## EXERCISE TASK
Copy out every line of the material below that contains the word "sphere". Treat uppercase and lowercase as different, so only exact-case matches count.

## MATERIAL TO PROCESS

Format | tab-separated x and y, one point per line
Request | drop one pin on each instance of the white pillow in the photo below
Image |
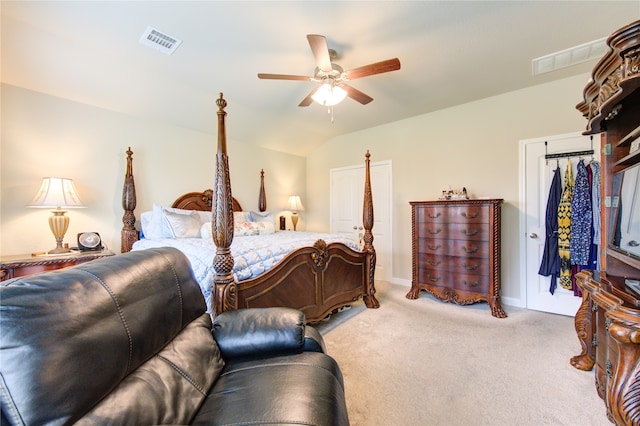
183	225
263	216
239	217
245	229
156	225
150	228
206	232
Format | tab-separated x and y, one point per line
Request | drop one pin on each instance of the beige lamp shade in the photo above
57	193
295	205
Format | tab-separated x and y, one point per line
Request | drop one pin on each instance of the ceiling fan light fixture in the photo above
329	94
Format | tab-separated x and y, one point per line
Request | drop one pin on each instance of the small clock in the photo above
88	241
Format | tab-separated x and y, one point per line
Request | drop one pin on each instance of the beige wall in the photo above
473	145
47	136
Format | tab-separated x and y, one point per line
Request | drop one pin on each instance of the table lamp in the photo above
58	193
295	205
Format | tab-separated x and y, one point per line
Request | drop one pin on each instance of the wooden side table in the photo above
14	266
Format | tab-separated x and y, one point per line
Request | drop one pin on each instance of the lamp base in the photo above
59	223
59	250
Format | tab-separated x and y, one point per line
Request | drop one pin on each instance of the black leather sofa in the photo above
126	340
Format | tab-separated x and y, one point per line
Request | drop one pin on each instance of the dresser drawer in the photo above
468	265
458	231
452	214
462	282
459	248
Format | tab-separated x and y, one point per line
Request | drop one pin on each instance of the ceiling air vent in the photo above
568	57
158	40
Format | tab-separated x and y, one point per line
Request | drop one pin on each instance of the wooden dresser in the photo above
608	320
456	251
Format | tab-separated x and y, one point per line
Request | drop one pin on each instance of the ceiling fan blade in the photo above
372	69
283	77
320	51
308	100
357	95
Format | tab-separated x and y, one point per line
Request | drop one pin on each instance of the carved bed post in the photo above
262	198
129	234
367	221
223	292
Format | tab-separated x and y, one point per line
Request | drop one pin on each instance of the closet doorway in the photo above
536	174
346	202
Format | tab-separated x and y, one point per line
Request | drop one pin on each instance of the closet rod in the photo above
569	154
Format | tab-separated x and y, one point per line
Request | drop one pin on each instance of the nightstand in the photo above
14	266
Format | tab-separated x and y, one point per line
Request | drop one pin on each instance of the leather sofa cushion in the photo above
246	332
167	389
300	389
69	337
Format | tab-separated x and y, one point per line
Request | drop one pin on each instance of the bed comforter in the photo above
253	255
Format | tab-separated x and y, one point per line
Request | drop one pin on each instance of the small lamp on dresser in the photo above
295	205
57	193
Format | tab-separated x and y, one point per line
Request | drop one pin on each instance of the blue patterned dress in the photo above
581	218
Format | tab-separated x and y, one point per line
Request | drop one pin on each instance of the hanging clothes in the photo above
564	228
594	258
581	218
550	265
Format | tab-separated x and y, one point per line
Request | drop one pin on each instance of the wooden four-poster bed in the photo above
318	278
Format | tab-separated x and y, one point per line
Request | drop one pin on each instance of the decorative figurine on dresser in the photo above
608	320
456	251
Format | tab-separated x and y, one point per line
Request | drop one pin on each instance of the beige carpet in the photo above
425	362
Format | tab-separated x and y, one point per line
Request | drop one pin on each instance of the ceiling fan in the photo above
334	88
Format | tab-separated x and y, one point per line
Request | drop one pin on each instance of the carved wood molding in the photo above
616	76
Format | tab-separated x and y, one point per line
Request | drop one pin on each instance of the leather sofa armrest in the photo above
313	341
259	331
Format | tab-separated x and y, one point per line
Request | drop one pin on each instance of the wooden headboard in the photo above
201	201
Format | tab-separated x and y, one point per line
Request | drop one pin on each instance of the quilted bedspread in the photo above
253	255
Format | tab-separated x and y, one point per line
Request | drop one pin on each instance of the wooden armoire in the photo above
608	321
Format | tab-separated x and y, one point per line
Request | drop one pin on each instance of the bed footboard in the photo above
317	280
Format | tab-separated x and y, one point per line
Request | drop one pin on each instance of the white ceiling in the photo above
451	52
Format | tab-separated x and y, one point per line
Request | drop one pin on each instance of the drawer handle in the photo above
470	284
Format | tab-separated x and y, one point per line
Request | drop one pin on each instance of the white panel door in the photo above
537	177
347	198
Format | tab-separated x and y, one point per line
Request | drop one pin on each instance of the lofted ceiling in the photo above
452	52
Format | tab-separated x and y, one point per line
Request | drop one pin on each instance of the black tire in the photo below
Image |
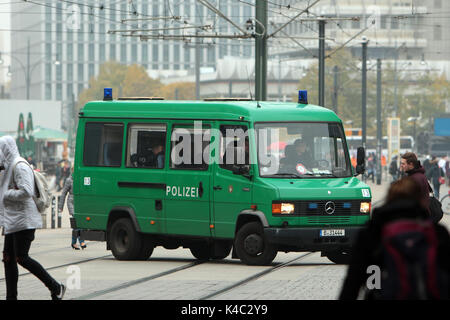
125	241
252	247
339	257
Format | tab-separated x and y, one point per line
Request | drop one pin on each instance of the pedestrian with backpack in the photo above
68	190
436	175
20	220
410	252
393	169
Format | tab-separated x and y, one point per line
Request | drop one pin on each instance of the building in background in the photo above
402	29
65	43
60	45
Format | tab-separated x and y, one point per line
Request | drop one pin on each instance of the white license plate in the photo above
332	233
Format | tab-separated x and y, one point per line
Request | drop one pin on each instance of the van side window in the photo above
146	145
103	144
188	148
234	146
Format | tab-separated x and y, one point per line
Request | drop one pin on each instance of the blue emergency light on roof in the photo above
107	94
303	96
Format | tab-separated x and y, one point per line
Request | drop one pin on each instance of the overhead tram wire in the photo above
82	13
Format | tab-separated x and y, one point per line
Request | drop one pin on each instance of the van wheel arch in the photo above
116	214
245	217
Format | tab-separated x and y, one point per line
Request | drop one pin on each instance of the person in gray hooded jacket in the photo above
20	220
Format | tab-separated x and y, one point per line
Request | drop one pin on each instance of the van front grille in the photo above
328	220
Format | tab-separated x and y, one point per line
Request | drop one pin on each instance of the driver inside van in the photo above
302	155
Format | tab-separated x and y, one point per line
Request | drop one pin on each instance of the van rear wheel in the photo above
252	247
339	257
125	242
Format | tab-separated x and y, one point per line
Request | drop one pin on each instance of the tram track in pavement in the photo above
237	284
131	283
66	265
254	277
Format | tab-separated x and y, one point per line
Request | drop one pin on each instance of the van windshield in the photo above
302	150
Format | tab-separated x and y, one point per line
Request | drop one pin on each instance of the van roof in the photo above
213	110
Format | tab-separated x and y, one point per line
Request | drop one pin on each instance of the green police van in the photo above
247	177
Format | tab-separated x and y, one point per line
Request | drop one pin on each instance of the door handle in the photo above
200	189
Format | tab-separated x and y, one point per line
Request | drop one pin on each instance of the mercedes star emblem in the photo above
330	207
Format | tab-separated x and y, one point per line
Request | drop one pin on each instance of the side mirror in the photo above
360	161
243	170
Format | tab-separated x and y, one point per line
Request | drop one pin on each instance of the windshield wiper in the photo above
292	175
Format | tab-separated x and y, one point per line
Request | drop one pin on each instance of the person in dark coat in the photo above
433	174
412	168
401	203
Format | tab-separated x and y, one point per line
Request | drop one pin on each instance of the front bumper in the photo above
309	239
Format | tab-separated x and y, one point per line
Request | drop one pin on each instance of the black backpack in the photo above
410	269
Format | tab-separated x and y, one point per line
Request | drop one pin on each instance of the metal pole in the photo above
321	62
364	92
335	88
197	70
59	214
279	79
379	124
261	51
28	80
53	211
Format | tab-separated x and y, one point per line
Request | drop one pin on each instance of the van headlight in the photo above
283	208
364	207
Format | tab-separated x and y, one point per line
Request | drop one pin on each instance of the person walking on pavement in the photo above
393	169
434	174
410	165
67	190
385	233
20	220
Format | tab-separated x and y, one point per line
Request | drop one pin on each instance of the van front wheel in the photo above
125	241
252	247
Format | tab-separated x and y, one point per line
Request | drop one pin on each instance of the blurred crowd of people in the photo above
436	170
403	252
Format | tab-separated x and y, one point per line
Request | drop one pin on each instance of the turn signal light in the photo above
283	208
365	207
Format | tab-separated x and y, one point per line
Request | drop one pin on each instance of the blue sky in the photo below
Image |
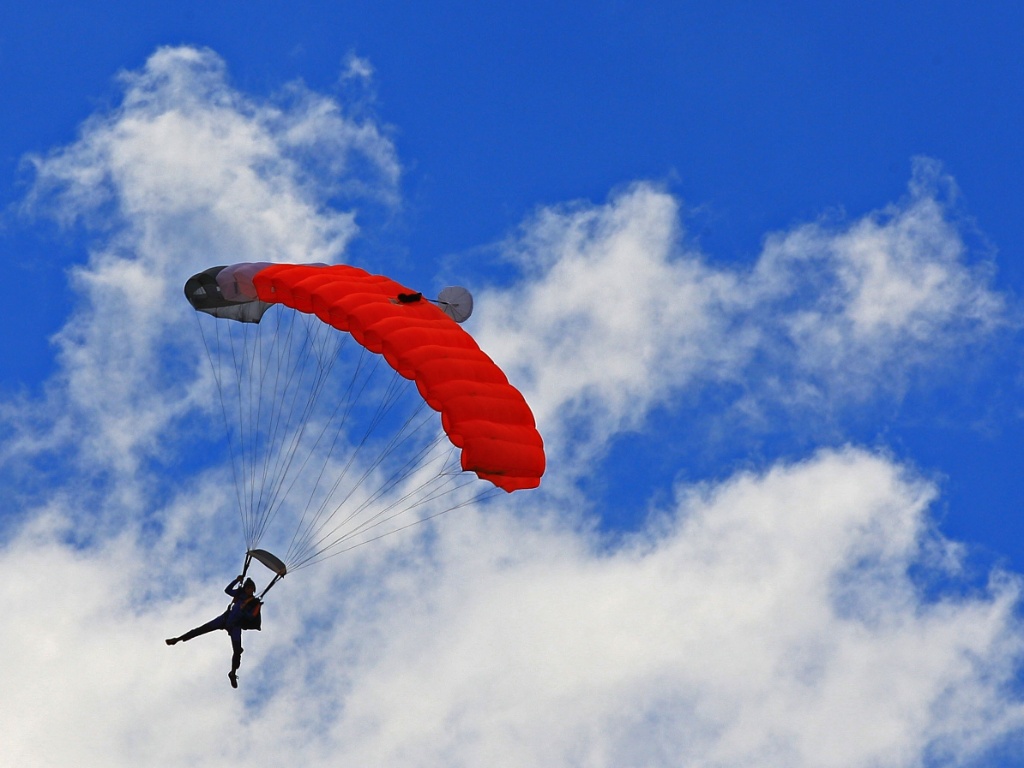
757	269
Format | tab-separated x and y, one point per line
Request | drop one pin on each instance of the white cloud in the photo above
766	619
617	314
185	173
772	622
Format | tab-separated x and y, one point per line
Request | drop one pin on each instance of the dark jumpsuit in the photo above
229	621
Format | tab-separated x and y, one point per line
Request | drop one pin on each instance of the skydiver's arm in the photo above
231	590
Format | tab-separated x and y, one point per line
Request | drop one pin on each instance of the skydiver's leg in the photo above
217	624
236	633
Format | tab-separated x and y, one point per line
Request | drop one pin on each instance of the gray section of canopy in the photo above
456	302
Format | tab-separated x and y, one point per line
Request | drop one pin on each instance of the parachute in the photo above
329	378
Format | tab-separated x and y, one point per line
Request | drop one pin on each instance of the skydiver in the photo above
240	615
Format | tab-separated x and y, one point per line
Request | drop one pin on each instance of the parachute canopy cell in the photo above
481	413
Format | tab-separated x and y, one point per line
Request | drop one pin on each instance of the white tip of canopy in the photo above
271	561
457	303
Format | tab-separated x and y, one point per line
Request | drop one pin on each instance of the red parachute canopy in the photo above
481	413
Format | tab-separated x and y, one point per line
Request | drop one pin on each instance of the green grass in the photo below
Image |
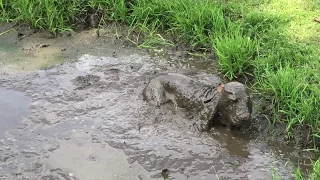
274	43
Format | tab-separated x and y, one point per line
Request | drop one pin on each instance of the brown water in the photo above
104	130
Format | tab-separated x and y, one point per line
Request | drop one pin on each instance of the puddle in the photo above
13	107
88	120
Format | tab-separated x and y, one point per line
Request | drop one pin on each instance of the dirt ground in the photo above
72	108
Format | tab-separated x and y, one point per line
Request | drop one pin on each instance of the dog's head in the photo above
235	106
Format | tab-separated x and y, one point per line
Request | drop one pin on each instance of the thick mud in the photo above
86	120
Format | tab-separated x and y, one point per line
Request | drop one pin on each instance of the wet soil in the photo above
86	118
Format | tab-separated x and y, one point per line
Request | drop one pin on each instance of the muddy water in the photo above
13	106
87	121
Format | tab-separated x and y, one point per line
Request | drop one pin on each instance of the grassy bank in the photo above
273	43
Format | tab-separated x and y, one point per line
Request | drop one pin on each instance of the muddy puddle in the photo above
87	120
13	107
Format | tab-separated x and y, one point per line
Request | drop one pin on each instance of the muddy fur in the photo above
229	104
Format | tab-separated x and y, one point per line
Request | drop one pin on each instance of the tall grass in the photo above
274	42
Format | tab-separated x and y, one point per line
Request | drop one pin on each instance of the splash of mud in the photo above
88	121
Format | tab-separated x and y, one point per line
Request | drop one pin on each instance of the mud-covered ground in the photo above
85	118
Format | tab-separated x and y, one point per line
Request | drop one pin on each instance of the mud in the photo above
87	120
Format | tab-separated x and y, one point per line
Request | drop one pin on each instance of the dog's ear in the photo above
232	97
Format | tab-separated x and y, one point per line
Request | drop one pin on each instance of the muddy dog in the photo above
229	104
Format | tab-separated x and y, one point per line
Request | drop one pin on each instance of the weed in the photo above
275	42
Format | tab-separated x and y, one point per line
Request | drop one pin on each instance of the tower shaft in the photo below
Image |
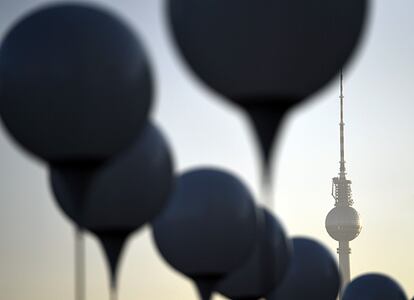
344	263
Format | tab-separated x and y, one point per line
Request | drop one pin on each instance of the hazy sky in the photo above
36	240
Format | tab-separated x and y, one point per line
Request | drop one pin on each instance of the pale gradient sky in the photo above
36	240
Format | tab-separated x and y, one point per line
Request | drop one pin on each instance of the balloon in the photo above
265	268
266	55
121	194
313	274
209	227
75	83
373	287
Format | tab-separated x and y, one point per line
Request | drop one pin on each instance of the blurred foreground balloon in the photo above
208	228
266	56
75	83
374	287
265	268
117	197
313	274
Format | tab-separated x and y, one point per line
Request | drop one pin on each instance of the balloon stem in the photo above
266	186
205	288
79	264
114	293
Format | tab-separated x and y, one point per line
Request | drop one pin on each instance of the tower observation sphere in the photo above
343	223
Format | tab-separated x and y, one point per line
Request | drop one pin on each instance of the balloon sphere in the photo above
313	274
120	195
75	83
266	55
208	228
265	268
373	287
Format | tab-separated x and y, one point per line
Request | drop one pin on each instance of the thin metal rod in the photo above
114	293
266	193
79	264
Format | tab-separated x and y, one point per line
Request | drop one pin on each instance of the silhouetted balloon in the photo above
75	83
121	194
266	55
313	274
265	268
209	227
373	287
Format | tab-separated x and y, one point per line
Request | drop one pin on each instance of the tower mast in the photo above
343	221
341	127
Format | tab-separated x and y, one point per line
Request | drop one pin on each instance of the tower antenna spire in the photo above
341	127
343	222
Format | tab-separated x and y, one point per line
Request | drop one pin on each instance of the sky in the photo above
36	240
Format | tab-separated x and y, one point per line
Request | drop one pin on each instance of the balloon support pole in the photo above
79	264
114	293
205	288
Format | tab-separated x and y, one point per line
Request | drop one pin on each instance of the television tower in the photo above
343	222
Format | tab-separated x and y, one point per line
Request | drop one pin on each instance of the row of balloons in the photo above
76	91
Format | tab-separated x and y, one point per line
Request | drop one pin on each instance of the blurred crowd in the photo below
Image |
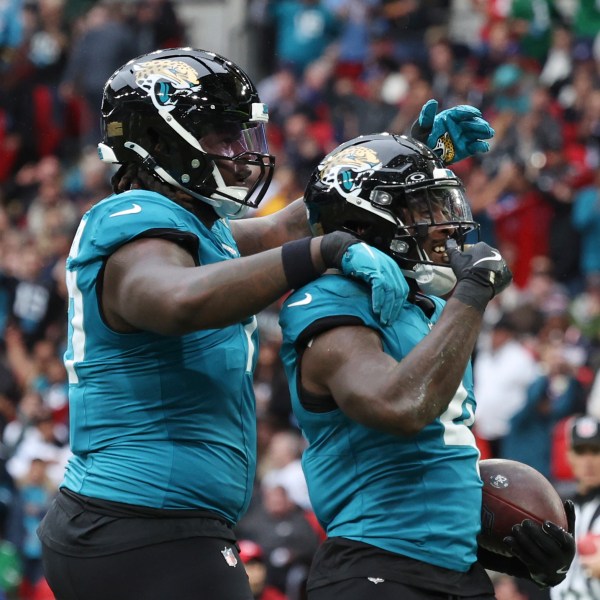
329	70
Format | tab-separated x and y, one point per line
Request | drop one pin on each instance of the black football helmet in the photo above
390	190
191	118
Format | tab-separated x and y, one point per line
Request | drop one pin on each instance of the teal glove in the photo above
453	134
356	259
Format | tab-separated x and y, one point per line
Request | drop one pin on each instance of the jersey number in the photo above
457	419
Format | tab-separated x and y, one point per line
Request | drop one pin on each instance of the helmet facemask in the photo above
393	193
426	218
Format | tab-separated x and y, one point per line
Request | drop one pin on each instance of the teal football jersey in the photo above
418	496
157	421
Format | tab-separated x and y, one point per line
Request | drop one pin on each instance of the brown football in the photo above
512	492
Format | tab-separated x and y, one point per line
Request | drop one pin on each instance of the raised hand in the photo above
481	273
454	133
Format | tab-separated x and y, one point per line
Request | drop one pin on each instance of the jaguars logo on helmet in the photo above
348	168
374	185
160	79
158	109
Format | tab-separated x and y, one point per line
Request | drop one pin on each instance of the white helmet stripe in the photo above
180	129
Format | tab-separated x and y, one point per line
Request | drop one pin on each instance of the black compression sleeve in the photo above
297	263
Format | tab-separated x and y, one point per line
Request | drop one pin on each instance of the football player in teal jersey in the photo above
387	410
163	285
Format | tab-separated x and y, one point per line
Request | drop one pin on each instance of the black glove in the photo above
546	550
481	273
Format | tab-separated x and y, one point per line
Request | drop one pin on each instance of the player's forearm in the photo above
180	300
264	233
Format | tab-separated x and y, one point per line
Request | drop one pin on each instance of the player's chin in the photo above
439	256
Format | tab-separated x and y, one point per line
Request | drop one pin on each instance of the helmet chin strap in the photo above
224	207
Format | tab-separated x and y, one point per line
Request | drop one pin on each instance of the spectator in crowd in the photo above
391	463
304	31
41	136
282	466
583	579
503	371
254	561
586	220
555	394
35	491
286	534
106	43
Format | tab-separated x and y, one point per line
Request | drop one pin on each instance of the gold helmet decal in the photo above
345	170
163	79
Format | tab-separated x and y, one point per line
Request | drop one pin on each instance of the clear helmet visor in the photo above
242	164
444	205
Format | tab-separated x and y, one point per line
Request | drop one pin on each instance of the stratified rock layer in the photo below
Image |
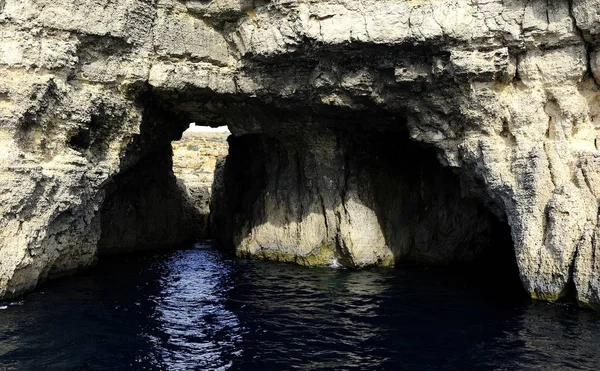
195	158
506	92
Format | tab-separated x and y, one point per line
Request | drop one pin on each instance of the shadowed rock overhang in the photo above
504	92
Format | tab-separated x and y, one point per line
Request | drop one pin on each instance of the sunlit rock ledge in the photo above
371	132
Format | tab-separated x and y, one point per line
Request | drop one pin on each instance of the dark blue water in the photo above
196	309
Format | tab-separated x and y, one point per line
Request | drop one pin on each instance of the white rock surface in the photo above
506	91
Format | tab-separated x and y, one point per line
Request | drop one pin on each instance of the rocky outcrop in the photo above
195	158
505	92
333	199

## REPLY TO THE TASK
Request | drop one pin on each instance of the tower observation sphere in the photo above
Request | drop one pin on each instance of the balloon sphere in the photo above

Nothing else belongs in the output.